Whenever the word "stone" turns up in a line of the data below, copy that line.

________

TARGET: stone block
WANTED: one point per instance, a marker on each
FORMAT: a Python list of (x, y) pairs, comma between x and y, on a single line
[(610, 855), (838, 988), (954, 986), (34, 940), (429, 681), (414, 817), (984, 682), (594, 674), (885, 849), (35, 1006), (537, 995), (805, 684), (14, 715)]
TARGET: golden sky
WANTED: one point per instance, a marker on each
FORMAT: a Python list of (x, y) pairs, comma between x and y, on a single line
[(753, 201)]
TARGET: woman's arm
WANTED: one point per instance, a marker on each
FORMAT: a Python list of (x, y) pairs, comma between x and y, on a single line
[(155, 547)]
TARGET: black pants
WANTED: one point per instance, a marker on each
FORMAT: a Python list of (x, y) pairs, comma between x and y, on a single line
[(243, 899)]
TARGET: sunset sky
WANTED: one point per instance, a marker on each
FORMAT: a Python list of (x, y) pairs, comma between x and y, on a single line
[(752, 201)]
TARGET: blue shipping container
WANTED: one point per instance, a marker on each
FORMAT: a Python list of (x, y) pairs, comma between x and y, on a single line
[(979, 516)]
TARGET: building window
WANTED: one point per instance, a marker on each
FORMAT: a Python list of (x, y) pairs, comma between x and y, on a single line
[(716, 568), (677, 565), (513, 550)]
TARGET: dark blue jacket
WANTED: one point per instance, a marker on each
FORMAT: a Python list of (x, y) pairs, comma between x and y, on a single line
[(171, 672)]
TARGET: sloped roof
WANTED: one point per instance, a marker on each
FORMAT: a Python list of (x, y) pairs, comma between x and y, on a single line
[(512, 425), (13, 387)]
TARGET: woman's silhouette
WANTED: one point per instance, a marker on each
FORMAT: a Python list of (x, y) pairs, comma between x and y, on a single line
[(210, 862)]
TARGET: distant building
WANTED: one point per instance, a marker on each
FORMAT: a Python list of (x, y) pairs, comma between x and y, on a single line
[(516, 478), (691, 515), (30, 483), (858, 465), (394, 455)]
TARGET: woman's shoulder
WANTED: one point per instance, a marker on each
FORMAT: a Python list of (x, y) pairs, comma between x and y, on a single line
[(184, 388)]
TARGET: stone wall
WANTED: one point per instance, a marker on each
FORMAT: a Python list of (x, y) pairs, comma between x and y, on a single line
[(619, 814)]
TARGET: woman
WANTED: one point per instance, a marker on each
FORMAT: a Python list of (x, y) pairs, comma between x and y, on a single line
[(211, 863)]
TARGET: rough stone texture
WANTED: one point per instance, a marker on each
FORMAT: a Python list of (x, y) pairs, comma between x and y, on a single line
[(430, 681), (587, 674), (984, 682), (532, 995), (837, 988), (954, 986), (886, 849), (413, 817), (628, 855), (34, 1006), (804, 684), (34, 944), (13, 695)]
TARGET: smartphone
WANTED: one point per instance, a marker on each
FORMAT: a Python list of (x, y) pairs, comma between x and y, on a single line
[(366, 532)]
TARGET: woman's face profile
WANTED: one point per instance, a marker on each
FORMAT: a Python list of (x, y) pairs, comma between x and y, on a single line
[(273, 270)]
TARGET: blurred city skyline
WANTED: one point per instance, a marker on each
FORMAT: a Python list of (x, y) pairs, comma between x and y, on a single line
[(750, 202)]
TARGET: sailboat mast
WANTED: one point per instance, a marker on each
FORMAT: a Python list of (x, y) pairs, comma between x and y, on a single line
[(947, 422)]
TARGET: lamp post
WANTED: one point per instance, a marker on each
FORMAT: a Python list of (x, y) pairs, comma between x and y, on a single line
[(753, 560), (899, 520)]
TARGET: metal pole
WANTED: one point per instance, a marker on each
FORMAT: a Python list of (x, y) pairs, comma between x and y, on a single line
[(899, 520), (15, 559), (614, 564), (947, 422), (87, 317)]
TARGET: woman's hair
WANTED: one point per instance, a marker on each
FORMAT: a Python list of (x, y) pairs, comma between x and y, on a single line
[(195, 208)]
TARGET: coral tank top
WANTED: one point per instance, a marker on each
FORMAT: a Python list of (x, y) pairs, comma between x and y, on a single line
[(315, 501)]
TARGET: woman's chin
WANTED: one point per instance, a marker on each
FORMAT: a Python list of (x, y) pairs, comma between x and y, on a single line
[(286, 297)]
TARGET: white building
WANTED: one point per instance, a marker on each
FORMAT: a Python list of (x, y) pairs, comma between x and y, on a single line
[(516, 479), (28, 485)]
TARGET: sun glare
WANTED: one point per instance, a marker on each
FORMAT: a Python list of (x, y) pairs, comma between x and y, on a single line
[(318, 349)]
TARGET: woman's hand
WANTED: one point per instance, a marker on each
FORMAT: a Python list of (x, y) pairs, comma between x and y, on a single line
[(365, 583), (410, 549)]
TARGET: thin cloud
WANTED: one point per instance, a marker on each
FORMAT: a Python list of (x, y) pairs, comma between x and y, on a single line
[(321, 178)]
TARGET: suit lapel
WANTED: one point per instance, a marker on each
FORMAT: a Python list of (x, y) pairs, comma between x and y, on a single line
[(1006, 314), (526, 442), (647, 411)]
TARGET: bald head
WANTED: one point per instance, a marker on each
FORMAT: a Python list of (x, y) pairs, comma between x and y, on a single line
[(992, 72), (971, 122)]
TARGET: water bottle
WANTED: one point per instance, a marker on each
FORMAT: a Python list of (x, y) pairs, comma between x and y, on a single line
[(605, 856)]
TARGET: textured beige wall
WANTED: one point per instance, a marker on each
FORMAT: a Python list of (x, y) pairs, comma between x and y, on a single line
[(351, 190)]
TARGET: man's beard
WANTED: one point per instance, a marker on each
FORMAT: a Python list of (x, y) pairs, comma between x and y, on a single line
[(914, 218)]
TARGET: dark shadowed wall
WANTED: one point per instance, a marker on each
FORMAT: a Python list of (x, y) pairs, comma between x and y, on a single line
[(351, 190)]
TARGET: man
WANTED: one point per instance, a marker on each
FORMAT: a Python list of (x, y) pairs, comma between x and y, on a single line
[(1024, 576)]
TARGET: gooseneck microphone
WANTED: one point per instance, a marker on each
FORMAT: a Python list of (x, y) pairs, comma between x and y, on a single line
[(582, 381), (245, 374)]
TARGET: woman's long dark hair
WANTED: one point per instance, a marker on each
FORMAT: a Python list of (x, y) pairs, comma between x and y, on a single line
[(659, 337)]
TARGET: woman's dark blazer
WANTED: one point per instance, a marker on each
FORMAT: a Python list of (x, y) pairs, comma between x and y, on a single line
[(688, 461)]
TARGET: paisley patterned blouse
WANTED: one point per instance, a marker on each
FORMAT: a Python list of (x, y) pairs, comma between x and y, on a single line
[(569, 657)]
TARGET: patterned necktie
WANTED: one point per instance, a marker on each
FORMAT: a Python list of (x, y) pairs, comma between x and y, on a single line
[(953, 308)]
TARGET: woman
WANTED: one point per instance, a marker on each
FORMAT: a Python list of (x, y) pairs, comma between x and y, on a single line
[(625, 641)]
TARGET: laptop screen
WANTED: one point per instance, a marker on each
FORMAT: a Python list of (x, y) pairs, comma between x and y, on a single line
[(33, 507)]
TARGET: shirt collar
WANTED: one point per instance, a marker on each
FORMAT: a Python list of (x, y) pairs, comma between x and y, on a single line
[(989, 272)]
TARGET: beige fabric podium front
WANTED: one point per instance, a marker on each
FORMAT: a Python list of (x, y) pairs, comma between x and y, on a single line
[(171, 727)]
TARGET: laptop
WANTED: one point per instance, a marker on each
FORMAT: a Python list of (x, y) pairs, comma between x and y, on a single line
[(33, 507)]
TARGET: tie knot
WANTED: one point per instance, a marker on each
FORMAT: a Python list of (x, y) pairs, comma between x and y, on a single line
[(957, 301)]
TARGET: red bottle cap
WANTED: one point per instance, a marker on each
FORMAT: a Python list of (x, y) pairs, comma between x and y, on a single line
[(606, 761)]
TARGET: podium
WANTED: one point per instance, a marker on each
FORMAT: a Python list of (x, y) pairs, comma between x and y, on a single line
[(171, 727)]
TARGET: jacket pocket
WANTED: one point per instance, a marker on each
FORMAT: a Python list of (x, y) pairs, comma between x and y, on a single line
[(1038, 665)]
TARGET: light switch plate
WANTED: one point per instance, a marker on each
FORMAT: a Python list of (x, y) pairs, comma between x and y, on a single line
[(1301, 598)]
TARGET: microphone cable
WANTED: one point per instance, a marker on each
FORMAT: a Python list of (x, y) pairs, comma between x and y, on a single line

________

The completed task –
TARGET: stone block
TARGET: stone wall
TARGET: rough stone texture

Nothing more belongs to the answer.